▶ SOURCE PASSAGE:
────────

My question reads: Given that the probability function of X is as follows:
$$ {\rm f}\left(x\right) \equiv {\sqrt{\,x + 9\,} \over 10}\,,\qquad x = -8, -5, 0, 7. $$
(a) Find the mean of $X$.
(b) Find the expected value of $\sqrt{\,Y\,}$ where $Y = {\rm g}\left(x\right)$ and ${\rm g}\left(x\right)= x + 9$.
So, I know because I was told that the mean of $X$ is equal to $1$, but how am I supposed to arrive at that conclusion?.
What specific steps do I take to find the mean? and I'm totally clueless about part (b.).
In your explanation please use baby steps, because I have never felt so crushingly unintelligent in my mathematical life. -Tim
(a)
A probability function gives the probability that a discrete random variable is equal to a value.
Here: $\operatorname{P}(X=x)=f(x)=\dfrac{\sqrt{x+9}}{10}, \quad \forall x\in \Omega: \Omega=\{-8,-5,0,7\}$
The (arithmetric) mean of a random variable is the sum of the product of all possible values and their probabilities. It's the expected value of the variable.
$\overline{X} $ $= \operatorname{E}[X] = \sum\limits_{x\in\Omega} x\cdot\operatorname{P}(X=x) \\ = \sum\limits_{x\in\Omega} x\cdot f(x) \\ = \dfrac{\mathbf{-8}\sqrt{\mathbf{-8}+9}}{10}+\dfrac{\mathbf{-5}\sqrt{\mathbf{-5}+9}}{10}+\dfrac{\mathbf{0}\sqrt{\mathbf{0}+9}}{10}+\dfrac{\mathbf{7}\sqrt{\mathbf{7}+9}}{10} \\ = \ldots$
(b)
The expected value of a function of a variable is the sum of the product of the image of all possible the values and their probabilities.
$\operatorname{E}[\operatorname{fun}(X)] = \sum\limits_{x\in\Omega} \operatorname{fun}(x)\cdot \operatorname{P}(X=x)$
Now since $Y=g(X)$ and $g(x)=x+9$ then:
$\therefore \operatorname{E}[\sqrt Y]$ $= \operatorname{E}[\sqrt{X+9}] \\ = \sum\limits_{x\in\Omega} \sqrt{x+9}\cdot f(x) \\ = \sum\limits_{x\in\Omega} \dfrac{|x+9|}{10} \\ = \ldots$

────────

▶ TASK A: In the listing below, please rewrite the lines running from the line with "the white baseboard" through the line with "[[661, 472, 715, 500]]" as a JSON list of strings, one string per line, leaving out blank lines.

▶ SUPPLIED ENTRIES:
────────

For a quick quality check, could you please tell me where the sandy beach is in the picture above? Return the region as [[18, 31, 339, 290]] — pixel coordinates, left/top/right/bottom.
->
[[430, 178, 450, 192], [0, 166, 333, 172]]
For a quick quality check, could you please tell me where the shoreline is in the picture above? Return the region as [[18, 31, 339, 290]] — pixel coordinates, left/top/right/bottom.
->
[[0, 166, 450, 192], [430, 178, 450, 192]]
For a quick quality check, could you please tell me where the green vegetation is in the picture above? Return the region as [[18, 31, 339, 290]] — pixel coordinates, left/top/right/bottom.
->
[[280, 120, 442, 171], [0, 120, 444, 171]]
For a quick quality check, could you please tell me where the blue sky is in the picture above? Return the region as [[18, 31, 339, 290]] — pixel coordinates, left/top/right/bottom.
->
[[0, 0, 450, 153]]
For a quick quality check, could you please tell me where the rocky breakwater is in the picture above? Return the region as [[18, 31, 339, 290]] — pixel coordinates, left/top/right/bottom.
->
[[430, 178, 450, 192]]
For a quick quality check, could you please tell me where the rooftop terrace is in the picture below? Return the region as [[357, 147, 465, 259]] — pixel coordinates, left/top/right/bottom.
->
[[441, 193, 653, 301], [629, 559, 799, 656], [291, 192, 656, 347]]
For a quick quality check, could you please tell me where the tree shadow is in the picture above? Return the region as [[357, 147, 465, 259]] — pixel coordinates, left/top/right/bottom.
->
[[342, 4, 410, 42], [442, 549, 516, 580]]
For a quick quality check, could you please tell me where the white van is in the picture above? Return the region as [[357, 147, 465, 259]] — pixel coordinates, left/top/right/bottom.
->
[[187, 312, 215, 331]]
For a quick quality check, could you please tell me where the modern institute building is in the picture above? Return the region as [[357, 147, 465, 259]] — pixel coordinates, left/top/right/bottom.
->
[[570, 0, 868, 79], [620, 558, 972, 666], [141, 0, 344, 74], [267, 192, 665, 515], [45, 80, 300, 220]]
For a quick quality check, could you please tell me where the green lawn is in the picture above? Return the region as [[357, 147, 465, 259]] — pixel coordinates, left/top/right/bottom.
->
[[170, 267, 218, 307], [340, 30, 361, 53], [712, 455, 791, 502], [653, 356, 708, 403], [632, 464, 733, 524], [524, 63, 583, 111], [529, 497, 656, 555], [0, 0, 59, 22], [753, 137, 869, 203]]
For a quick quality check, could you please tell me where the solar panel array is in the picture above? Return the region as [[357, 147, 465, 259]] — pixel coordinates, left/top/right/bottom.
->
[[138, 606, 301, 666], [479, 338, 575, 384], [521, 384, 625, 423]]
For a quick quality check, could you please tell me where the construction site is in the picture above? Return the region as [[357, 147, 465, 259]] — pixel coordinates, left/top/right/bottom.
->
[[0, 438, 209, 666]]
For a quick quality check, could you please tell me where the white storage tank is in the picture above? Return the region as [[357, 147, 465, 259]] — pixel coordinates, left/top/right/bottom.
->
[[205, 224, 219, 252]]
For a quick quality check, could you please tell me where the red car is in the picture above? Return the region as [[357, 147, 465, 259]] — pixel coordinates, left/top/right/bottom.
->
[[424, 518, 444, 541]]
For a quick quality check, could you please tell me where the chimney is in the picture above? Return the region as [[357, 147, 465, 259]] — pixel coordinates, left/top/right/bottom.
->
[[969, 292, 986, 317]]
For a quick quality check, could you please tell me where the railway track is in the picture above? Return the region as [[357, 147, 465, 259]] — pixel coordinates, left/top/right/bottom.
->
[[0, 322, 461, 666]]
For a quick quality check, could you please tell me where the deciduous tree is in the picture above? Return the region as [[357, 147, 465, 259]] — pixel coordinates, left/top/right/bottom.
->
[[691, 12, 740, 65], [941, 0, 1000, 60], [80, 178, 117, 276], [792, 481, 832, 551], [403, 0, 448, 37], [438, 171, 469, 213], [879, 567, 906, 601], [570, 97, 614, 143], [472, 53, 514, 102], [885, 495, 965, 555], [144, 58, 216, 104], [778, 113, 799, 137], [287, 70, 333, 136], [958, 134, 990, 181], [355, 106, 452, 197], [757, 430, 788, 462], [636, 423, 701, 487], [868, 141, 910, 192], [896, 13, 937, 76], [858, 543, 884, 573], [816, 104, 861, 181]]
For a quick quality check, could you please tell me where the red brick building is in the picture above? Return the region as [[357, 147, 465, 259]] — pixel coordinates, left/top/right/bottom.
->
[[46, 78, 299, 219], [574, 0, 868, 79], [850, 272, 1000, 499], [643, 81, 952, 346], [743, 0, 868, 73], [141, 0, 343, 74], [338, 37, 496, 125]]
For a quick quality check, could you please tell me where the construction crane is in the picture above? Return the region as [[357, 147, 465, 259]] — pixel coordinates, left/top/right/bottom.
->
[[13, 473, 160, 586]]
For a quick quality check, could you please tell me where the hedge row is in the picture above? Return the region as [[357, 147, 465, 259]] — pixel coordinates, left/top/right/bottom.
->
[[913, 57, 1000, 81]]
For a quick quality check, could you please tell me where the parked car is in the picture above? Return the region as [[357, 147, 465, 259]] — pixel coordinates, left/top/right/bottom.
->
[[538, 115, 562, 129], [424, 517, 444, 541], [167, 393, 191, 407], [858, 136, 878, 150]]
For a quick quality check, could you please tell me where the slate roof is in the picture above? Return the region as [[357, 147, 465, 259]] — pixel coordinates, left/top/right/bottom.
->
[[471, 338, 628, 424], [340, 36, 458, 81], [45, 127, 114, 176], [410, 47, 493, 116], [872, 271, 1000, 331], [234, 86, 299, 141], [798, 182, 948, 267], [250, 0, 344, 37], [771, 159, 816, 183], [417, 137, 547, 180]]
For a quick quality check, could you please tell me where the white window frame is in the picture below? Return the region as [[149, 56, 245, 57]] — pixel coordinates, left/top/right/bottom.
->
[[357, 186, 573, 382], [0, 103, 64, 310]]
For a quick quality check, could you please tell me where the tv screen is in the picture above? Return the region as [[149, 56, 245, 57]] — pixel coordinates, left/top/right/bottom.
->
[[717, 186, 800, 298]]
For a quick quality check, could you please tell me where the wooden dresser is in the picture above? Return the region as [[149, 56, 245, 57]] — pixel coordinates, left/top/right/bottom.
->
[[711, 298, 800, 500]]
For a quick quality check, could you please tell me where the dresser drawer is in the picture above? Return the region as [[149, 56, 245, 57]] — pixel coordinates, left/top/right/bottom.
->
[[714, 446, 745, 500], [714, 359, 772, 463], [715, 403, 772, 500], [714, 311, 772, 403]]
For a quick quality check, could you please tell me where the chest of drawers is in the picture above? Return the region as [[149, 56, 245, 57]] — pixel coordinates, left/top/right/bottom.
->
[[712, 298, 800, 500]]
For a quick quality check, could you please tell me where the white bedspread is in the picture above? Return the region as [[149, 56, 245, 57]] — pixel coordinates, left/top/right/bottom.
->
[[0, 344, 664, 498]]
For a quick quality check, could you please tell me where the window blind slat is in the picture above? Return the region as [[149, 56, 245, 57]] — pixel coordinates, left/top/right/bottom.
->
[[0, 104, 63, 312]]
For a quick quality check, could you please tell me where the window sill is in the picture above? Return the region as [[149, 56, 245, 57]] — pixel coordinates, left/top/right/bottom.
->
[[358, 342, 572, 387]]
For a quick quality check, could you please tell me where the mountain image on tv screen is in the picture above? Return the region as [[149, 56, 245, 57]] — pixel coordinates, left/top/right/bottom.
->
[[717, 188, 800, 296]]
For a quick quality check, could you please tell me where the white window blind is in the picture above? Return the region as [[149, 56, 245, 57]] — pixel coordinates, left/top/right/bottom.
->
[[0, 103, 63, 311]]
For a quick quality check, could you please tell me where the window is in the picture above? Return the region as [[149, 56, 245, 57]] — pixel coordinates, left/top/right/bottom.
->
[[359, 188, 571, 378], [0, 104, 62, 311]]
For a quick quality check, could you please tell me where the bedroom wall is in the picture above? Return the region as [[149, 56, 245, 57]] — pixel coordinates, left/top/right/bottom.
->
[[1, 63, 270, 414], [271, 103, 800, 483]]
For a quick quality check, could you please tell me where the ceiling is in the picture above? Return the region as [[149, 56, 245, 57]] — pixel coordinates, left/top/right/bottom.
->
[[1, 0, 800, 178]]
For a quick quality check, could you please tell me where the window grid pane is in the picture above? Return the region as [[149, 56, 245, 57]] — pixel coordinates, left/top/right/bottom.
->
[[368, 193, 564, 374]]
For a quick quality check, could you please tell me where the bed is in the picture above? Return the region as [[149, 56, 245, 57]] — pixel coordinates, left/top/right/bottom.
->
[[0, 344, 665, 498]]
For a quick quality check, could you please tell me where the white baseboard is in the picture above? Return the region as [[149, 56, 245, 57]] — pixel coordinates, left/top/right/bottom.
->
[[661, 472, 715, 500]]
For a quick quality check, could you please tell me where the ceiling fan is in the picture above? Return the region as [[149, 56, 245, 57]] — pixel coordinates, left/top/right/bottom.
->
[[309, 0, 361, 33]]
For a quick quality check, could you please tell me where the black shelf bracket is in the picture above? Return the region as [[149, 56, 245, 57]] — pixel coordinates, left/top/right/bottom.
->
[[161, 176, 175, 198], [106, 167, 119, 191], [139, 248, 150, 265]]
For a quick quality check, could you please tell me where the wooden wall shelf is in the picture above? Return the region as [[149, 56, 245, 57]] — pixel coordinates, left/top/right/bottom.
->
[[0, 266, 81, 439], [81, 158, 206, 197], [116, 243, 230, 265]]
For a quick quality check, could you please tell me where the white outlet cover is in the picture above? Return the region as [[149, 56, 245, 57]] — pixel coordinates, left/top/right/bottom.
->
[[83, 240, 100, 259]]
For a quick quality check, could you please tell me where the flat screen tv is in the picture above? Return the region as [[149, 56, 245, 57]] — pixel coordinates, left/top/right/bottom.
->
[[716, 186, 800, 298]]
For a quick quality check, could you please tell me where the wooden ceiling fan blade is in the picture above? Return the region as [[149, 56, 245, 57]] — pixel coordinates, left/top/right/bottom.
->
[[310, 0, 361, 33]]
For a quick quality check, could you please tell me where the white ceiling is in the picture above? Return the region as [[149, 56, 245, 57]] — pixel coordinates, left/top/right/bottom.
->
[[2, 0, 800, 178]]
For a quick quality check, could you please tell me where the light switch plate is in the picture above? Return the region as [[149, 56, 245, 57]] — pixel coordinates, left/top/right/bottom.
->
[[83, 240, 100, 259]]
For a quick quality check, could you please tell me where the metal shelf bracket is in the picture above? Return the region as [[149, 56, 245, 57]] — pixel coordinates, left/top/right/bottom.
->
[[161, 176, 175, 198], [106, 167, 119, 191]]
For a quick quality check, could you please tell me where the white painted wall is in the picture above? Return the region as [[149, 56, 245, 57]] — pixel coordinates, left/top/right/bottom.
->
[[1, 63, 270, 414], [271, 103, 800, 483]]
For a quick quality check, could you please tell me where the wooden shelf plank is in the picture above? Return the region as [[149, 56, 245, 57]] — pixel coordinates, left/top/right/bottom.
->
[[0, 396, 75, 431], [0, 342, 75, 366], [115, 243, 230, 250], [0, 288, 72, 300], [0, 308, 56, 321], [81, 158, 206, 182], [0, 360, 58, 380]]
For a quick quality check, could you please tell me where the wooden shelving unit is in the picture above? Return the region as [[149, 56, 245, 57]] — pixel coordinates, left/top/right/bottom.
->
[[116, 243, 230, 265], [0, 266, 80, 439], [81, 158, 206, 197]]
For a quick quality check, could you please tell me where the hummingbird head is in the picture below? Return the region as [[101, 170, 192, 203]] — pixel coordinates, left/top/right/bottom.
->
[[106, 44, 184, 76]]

────────

▶ TASK B:
Answer these about the probability thread:
(i) Which values of x is the probability function of X defined for?
(ii) What was Tim told the mean of X equals?
(iii) How is g(x) defined?

▶ EXERCISE SOLUTION A:
[
  "For a quick quality check, could you please tell me where the white baseboard is in the picture above? Return the region as [[149, 56, 245, 57]] — pixel coordinates, left/top/right/bottom.",
  "->",
  "[[661, 472, 715, 500]]"
]

▶ EXERCISE SOLUTION B:
(i) −8, −5, 0 and 7
(ii) 1
(iii) g(x) = x + 9